EXTRAIT DE PAGE =
>>

J'suis allé souper chez mes parents ce soir où j'ai aussi regardé le match de ce soir. Et je n'ai même pas apporté mon linge sale à faire laver, preuve que je suis un bon fils. La bouffe était bonne mais la partie était à chier.
En rentrant à la maison, j'ai trouvé un mec assis sur les escaliers extérieurs qui mènent à mon logement. Il ne semblait pas se soucier de la petite pluie froide qui tombait sur la ville et aussi sur ses épaules. Un sac à dos déposé sur le sol, il terminait une bière en cannette tout en fumant une cigarette. Mi quarantaine, peut-être plus, il avait une gueule qui donnait à penser que la vie n'a pas toujours été facile ni pour lui, ni pour son sac à dos.
Quand il m'a vu arriver, il s'est levé et s'est excusé en me racontant qu'il avait une hernie et qu'il devait se reposer. Il avait une voix éraillée et sans doute que le tabac et l'alcool n'y étaient pas étrangers. Sans être soignée, son apparence générale n'était pas répugnante ou malpropre. Il était frais rasé, ce que je ne suis pas depuis au moins trois semaines. Son itinérance devait être relativement récente et perdu au milieu d'une foule, rien ne le distinguerait des autres à ce niveau là.
Je lui ai dit qu'il ne me dérangeait pas et qu'il pouvait rester le temps qu'il voulait. Du même coup, j'ai sortie une bière de ma caisse et je lui ai refilée. Il semblait surpris de mon geste mais accepta avec reconnaissance. Il s'est alors mis à me raconter qu'il venait de la Gaspésie, ce que j'avais deviné à son accent, et puis deux ou trois trucs encore mais je n'avais pas envie de passer le reste de la soirée à discuter avec lui sous la pluie. Je ne voulais pas non plus savoir s'il avait une place où coucher, ni connaître sa vie et ses malheurs. Parce qu'il fallait être aveugle pour ne pas voir que ce type là avait de bonnes chances de ne pas dormir dans un vrai lit ce soir. Je voulais juste le rassurer sur le fait qu'il était un être humain au même titre que moi, que je le considérais comme tel, que je ne le jugeais pas, que sa marginalité ne m'effrayait pas et que je n'allais certainement pas le chasser de mes escaliers comme un chien galeux. Mais je ne voulais pas en connaître davantage sur lui de crainte que mon putain d'humaniste de merde ne m'oblige à l'inviter dans ma maison. Parce que j'y ai pensé et que cette idée s'est glissée dans mon cerveau.

<<

DONNÉES LISTÉES =
>>

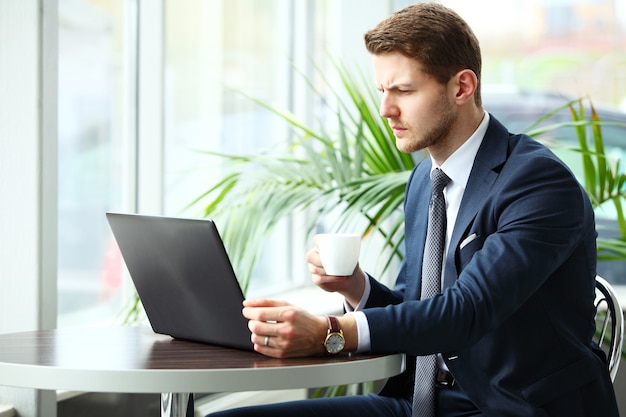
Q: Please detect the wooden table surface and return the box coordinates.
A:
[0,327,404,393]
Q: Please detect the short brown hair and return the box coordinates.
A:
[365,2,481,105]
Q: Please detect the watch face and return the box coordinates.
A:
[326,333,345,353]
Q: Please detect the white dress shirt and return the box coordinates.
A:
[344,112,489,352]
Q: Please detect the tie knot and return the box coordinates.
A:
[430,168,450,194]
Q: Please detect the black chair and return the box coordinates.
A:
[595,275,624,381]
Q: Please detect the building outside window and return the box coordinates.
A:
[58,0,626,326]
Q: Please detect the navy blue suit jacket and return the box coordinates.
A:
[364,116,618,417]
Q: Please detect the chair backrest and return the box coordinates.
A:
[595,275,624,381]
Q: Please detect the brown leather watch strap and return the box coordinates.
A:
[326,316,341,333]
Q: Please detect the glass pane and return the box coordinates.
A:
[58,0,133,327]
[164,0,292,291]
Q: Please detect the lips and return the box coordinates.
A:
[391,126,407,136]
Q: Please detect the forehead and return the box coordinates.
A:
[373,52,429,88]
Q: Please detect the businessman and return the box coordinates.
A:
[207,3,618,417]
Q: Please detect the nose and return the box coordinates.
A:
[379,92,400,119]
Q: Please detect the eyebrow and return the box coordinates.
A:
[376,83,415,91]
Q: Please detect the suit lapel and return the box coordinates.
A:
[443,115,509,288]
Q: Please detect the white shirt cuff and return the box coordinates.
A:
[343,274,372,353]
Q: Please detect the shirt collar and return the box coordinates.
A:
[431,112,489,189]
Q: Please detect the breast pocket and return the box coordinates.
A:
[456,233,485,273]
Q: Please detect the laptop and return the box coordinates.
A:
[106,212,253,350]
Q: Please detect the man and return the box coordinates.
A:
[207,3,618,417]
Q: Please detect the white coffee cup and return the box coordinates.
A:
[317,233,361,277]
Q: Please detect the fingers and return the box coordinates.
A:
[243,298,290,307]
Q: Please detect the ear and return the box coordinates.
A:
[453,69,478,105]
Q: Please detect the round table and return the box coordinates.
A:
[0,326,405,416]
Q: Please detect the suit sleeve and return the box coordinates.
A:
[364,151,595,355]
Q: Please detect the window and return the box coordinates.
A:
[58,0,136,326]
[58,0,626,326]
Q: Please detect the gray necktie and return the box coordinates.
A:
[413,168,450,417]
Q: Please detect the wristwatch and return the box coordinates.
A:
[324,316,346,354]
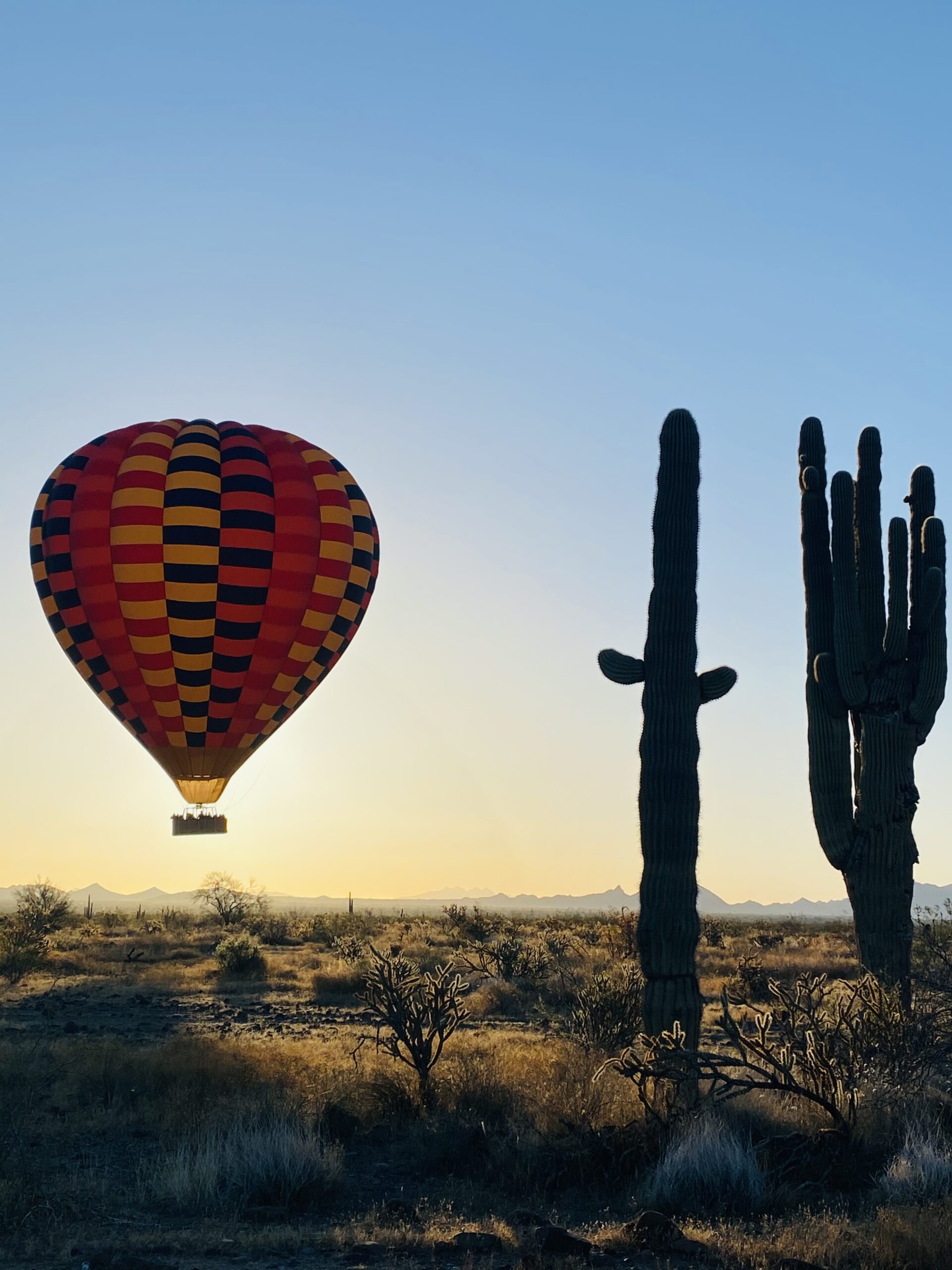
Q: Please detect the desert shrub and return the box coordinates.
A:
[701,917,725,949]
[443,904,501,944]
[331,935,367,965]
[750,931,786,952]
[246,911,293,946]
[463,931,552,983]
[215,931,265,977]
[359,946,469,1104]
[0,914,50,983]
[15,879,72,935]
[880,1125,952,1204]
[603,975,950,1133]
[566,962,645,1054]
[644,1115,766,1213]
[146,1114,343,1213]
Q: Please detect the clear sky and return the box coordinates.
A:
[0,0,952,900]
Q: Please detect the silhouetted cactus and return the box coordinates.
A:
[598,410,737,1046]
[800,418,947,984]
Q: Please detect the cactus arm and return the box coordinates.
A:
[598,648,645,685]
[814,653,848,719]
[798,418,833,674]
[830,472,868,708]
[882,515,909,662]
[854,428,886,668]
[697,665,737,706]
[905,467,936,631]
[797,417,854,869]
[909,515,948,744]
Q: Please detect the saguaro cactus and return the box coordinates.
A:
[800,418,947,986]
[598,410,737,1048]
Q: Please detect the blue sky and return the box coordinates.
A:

<<

LES CONSIGNES =
• A. Recopie mot pour mot le passage du récit sur l'homme des escaliers, depuis "En rentrant à" jusqu'à "son sac à dos." inclus.
• B. Réponds brièvement à ces questions sur le récit de l'homme des escaliers :
(i) Chez qui le souper a-t-il eu lieu ce soir-là ?
(ii) Quelle raison l'homme donne-t-il pour s'être assis sur les escaliers ?
(iii) De quelle région vient-il ?

RÉPONSES DONNÉES =
• A.
En rentrant à la maison, j'ai trouvé un mec assis sur les escaliers extérieurs qui mènent à mon logement. Il ne semblait pas se soucier de la petite pluie froide qui tombait sur la ville et aussi sur ses épaules. Un sac à dos déposé sur le sol, il terminait une bière en cannette tout en fumant une cigarette. Mi quarantaine, peut-être plus, il avait une gueule qui donnait à penser que la vie n'a pas toujours été facile ni pour lui, ni pour son sac à dos.

• B.
(i) Chez les parents de celui qui raconte.
(ii) Il avait une hernie et devait se reposer.
(iii) De la Gaspésie.